*Problem to work on:* Locate the line that contains "Please trace the outline of every instance of the blue". Copy it and every following line through the end of the records, exactly, and include nothing else.

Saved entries
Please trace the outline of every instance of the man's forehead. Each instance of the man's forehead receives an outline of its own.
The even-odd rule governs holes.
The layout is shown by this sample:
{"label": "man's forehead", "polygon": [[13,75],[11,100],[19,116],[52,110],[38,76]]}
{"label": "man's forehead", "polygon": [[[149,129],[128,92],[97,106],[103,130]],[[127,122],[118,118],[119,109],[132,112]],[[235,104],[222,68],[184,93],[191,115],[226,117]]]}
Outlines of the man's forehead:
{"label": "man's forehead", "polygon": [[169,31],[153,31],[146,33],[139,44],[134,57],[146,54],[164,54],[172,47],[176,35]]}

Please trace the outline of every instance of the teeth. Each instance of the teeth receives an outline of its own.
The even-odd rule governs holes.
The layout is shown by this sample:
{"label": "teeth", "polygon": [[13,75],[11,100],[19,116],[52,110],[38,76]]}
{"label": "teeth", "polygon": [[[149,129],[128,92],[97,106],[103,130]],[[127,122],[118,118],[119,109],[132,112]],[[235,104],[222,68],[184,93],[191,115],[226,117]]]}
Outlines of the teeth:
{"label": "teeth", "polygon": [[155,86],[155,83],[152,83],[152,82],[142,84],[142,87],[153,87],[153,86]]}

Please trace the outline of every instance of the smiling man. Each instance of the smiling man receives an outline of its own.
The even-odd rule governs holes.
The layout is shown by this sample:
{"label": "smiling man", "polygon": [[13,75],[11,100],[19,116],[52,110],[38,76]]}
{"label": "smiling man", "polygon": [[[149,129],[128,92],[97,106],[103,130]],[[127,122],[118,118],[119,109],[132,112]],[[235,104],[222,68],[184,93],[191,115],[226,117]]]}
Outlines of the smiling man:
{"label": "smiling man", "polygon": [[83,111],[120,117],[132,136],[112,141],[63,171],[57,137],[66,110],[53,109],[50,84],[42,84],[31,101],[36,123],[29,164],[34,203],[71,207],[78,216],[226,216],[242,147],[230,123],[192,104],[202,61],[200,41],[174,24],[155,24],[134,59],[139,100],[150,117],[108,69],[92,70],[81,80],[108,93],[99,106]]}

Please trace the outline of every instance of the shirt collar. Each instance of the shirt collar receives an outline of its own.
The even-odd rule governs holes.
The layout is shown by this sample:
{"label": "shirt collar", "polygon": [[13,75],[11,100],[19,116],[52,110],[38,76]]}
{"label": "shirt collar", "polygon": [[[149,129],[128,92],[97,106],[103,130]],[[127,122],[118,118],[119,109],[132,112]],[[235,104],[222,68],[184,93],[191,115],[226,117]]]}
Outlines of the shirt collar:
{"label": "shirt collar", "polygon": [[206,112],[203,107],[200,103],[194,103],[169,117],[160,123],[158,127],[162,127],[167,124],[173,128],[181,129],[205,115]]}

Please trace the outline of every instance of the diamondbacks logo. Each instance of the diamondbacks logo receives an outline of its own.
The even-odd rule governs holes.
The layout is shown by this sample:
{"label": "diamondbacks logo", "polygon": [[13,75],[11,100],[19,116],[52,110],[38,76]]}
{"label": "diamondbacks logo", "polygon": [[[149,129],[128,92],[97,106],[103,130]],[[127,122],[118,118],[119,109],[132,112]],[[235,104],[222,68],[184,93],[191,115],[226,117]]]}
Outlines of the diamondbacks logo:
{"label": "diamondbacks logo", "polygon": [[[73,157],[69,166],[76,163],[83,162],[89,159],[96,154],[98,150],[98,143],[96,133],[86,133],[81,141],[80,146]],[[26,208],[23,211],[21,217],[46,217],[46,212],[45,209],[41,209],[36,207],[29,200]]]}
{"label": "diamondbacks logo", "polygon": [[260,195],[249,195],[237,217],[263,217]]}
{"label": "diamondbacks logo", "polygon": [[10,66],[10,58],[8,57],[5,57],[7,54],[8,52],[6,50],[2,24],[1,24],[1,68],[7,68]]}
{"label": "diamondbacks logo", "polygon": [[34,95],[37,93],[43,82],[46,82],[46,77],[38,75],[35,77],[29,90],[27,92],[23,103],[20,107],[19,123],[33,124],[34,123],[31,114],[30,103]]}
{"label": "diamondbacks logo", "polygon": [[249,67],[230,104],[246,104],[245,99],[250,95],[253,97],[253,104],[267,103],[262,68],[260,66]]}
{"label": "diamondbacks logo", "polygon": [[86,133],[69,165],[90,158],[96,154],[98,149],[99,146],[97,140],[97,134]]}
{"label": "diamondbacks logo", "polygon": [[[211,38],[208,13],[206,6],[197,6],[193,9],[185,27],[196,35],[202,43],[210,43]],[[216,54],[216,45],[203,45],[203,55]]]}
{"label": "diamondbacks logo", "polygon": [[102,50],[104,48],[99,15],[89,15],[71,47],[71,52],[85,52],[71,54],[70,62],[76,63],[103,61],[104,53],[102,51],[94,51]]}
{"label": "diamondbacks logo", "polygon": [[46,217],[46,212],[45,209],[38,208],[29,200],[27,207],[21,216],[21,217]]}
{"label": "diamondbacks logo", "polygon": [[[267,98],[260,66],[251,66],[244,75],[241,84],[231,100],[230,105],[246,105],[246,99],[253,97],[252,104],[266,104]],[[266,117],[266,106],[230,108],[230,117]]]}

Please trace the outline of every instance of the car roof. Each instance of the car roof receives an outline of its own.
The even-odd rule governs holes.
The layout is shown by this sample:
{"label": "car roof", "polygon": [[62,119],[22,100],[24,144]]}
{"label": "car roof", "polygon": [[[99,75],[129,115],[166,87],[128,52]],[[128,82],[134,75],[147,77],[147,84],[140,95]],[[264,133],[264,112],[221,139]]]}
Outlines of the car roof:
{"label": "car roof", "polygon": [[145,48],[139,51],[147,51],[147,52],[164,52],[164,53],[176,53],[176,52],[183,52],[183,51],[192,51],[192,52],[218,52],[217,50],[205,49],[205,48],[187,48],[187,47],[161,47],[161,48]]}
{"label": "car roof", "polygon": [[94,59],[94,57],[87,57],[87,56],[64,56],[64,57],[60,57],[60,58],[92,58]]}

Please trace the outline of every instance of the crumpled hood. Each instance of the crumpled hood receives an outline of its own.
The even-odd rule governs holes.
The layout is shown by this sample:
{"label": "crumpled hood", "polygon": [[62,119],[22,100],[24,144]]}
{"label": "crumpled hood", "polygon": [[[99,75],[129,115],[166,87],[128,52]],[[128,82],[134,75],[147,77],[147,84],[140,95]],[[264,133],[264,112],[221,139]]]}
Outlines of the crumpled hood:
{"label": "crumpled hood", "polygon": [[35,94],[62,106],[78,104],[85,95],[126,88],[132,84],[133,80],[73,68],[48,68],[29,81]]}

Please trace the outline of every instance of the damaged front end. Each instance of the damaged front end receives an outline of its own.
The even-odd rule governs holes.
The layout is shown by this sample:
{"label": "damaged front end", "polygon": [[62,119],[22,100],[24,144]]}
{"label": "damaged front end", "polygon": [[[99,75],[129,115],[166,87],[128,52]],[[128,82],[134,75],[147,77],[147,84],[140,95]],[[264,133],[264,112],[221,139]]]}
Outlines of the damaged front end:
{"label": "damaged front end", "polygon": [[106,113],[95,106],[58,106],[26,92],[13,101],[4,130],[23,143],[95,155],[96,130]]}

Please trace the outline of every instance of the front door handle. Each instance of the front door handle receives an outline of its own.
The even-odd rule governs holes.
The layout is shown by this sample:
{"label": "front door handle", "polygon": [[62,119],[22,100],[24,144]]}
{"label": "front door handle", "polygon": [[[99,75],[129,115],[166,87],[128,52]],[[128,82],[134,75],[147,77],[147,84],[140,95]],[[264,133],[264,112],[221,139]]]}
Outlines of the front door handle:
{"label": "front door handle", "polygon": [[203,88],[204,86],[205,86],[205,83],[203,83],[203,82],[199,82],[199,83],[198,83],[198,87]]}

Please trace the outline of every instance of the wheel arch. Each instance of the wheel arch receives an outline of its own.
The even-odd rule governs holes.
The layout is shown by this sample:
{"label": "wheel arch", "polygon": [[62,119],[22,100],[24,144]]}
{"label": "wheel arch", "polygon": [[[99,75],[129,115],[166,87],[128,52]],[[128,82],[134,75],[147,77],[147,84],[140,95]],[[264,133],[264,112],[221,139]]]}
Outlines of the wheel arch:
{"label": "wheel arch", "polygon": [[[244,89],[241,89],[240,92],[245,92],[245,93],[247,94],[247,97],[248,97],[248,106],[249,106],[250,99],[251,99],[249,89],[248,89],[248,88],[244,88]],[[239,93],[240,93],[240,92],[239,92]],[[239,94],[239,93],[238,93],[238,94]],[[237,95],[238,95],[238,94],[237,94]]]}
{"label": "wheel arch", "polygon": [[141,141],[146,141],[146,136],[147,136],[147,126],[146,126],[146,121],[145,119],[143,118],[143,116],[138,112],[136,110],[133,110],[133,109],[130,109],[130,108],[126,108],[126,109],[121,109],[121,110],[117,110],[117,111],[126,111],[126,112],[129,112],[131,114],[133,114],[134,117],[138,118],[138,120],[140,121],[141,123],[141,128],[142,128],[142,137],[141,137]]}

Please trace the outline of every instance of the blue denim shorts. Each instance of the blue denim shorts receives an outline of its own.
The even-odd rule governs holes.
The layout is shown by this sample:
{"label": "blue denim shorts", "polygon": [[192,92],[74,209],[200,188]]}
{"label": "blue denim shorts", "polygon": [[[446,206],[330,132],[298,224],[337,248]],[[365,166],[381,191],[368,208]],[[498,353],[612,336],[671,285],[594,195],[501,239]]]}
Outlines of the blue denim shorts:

*In response:*
Please trace the outline of every instance of the blue denim shorts. Each instance of the blue denim shorts receives an outline of its own.
The even-odd rule governs holes.
The layout is shown by this sample:
{"label": "blue denim shorts", "polygon": [[192,92],[74,209],[200,188]]}
{"label": "blue denim shorts", "polygon": [[[446,206],[330,132],[298,224],[337,248]],[[365,166],[381,191],[368,208]],[[498,353],[612,336],[671,285],[594,195],[501,239]]]}
Outlines of the blue denim shorts:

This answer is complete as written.